## [DATA ENTRIES]
☆ ☆ ☆

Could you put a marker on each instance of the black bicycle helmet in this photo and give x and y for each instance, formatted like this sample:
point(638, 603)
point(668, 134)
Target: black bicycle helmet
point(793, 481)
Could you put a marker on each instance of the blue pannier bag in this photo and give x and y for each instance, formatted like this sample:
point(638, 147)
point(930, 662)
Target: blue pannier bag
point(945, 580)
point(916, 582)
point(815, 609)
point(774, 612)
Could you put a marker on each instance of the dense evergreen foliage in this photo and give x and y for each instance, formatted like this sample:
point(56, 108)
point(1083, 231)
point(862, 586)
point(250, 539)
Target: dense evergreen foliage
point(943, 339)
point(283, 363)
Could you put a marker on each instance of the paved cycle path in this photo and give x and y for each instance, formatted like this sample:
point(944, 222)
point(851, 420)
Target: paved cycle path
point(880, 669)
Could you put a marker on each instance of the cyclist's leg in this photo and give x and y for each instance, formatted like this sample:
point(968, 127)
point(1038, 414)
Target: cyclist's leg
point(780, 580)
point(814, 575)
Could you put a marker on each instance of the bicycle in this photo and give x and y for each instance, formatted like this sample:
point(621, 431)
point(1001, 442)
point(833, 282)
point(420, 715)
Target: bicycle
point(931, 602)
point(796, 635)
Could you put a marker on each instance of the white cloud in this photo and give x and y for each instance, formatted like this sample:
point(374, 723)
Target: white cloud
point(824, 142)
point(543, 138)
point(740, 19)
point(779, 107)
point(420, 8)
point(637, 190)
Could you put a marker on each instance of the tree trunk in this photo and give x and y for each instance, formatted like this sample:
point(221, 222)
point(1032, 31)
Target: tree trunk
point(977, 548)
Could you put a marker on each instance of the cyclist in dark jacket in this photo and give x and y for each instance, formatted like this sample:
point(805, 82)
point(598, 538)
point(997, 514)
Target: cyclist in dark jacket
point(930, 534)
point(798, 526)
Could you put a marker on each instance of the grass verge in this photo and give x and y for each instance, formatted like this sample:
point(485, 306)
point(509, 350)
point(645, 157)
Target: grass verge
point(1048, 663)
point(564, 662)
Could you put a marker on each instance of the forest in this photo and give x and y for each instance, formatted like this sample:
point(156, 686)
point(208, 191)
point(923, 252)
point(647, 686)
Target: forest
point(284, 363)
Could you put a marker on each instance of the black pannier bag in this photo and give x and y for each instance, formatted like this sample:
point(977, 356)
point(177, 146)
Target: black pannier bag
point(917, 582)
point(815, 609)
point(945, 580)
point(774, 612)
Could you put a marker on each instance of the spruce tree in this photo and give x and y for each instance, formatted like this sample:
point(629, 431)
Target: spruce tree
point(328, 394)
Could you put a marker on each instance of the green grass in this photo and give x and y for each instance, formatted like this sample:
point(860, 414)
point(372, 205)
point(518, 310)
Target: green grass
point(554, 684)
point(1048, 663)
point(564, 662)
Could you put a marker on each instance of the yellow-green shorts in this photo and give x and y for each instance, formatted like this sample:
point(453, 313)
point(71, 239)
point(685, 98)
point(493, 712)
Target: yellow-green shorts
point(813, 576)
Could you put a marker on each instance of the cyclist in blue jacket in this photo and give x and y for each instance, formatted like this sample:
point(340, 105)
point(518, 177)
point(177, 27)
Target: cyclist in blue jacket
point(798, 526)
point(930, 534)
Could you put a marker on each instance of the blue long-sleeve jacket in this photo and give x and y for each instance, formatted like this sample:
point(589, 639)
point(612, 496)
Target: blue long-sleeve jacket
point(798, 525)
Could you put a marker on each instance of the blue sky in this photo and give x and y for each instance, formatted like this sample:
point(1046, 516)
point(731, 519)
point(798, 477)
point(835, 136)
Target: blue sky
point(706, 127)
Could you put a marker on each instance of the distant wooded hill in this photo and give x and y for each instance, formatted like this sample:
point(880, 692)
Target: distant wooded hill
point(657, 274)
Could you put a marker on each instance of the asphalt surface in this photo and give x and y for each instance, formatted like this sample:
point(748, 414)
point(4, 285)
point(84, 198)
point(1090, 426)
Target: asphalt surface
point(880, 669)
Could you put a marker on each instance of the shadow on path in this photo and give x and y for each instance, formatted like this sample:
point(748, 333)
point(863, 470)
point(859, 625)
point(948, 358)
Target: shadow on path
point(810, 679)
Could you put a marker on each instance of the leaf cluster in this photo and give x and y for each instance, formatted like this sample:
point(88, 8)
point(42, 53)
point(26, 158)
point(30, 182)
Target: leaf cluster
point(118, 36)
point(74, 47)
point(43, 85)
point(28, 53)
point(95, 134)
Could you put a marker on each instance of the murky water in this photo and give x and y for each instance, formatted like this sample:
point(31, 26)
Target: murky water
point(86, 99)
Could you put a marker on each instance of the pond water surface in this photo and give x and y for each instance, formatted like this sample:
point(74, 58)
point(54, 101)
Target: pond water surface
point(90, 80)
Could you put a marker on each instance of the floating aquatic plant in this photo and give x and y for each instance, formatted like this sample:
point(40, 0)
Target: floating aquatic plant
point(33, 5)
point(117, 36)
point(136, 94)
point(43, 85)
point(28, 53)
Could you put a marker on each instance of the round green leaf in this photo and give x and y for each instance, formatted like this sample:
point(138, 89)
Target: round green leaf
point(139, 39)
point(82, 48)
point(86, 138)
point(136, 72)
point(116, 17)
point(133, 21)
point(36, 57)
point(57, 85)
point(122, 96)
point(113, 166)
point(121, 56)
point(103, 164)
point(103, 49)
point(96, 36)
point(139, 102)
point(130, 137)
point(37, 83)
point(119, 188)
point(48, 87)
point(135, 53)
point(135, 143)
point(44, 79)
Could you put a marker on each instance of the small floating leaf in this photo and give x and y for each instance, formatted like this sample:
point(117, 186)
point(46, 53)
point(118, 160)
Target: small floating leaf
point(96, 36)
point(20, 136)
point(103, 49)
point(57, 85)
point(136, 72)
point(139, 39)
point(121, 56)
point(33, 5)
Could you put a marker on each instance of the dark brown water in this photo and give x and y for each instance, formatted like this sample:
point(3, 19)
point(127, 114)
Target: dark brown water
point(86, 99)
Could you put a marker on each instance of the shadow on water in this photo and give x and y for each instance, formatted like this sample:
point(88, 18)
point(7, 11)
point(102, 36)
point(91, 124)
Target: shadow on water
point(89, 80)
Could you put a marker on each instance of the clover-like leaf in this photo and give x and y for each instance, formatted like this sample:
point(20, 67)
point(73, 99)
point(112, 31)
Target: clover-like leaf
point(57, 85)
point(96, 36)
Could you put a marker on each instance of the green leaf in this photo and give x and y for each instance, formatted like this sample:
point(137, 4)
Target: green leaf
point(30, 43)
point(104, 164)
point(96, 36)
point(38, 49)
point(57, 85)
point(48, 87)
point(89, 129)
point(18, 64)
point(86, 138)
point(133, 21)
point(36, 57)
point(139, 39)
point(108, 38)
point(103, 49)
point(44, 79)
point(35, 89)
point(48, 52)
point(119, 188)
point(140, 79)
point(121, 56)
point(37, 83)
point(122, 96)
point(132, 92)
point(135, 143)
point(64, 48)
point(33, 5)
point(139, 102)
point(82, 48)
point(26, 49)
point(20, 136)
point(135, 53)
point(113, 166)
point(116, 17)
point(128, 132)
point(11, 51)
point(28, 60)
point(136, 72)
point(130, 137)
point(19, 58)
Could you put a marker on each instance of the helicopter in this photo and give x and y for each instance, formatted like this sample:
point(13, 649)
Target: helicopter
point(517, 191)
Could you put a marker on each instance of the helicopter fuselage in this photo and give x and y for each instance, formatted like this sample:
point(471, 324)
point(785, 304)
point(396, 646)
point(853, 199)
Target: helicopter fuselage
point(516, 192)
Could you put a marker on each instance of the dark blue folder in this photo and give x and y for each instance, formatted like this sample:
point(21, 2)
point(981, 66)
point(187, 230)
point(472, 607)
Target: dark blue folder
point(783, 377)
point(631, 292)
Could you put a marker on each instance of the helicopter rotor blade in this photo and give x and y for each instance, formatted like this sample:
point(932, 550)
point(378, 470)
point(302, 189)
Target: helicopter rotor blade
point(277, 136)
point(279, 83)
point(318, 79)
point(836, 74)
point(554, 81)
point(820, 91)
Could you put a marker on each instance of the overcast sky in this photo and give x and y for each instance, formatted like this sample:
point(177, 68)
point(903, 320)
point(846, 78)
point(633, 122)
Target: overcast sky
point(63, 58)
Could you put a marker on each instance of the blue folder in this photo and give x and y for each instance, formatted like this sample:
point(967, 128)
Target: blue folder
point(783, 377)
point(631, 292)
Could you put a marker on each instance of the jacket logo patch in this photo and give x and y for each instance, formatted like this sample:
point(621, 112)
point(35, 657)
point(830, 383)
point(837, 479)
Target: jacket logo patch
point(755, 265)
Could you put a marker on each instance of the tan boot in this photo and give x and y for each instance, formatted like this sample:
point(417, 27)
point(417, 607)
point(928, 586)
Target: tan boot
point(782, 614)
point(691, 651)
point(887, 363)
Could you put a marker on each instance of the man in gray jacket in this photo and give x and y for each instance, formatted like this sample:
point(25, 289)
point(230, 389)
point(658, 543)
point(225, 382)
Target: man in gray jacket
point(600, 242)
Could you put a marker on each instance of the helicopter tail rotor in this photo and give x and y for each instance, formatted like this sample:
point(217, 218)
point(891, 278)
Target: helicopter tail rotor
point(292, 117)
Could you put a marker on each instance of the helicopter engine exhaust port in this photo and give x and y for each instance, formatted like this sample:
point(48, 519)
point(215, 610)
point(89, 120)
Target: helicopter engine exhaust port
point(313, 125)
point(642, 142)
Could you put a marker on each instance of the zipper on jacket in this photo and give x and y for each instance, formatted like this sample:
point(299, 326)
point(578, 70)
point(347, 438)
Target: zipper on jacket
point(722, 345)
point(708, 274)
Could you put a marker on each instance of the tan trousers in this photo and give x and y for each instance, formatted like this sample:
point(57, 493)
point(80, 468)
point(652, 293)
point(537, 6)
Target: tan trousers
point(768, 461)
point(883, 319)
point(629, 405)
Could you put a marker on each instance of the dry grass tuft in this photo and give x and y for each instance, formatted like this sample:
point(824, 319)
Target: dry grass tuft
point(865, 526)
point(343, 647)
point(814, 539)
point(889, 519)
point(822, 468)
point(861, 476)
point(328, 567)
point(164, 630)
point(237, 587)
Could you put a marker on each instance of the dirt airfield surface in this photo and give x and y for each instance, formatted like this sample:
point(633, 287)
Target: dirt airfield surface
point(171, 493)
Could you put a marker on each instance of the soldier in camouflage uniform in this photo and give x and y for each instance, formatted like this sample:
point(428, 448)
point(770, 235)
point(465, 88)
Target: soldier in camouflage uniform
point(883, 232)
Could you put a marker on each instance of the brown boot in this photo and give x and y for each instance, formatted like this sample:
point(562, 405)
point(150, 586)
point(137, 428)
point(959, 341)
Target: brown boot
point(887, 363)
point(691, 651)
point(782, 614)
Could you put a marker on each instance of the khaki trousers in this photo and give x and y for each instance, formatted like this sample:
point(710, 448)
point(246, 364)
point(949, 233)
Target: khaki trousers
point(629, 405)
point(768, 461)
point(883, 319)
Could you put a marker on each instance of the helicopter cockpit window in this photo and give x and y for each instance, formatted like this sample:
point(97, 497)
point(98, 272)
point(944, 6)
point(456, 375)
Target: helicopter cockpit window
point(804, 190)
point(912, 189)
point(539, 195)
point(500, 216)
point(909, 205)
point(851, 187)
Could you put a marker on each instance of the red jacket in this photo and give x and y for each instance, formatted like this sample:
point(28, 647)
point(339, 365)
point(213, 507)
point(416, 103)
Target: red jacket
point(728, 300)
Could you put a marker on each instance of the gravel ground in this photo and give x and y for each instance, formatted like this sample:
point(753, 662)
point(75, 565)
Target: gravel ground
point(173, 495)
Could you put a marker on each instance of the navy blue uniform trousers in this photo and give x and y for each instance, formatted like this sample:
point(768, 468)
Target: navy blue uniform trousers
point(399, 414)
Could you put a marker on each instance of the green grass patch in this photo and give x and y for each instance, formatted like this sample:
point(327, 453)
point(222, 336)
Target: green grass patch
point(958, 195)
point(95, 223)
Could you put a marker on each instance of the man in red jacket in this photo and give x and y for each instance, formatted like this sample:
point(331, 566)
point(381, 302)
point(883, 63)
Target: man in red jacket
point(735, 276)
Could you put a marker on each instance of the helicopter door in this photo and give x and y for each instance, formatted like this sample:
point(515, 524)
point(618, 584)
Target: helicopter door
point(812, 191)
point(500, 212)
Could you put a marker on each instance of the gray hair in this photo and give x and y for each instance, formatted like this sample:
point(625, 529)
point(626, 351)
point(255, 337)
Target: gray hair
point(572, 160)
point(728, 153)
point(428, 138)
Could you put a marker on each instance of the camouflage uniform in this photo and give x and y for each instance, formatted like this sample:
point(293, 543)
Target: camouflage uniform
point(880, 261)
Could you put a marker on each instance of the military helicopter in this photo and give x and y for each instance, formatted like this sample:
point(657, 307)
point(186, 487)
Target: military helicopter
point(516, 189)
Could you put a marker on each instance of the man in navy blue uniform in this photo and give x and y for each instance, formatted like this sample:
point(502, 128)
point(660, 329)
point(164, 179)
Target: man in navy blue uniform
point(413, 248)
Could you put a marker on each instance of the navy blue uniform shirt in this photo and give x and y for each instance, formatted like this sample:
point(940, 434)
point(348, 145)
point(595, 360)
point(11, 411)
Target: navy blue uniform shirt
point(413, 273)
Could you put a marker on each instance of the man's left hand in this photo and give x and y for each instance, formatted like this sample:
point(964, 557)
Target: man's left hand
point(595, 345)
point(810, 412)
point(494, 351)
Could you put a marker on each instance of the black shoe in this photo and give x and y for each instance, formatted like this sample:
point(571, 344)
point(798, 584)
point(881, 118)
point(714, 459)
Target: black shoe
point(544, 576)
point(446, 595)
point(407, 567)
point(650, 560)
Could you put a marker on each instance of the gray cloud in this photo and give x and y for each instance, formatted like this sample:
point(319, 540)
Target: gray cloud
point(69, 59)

☆ ☆ ☆

## [INSTRUCTION]
Rewrite the lines from the one containing "Could you put a marker on each instance of the gravel" through the one containing "point(95, 223)", inclusive, replacing "gravel ground" with "gravel surface" and changing nothing else.

## [RESPONSE]
Could you put a marker on each instance of the gravel surface in this photo and give x and y for each instance, formatted like this sample:
point(753, 662)
point(75, 565)
Target: gravel surface
point(173, 495)
Could you put a marker on each instance of the navy blue uniform trousers in this photo and give x and y for each instance, formatted like this sample:
point(768, 468)
Target: navy blue uniform trousers
point(399, 414)
Could you put a marker on each instance of the green grass patch in this photo and give x and y for each instance, formatted like this sample:
point(327, 453)
point(222, 336)
Target: green grass patch
point(958, 195)
point(95, 223)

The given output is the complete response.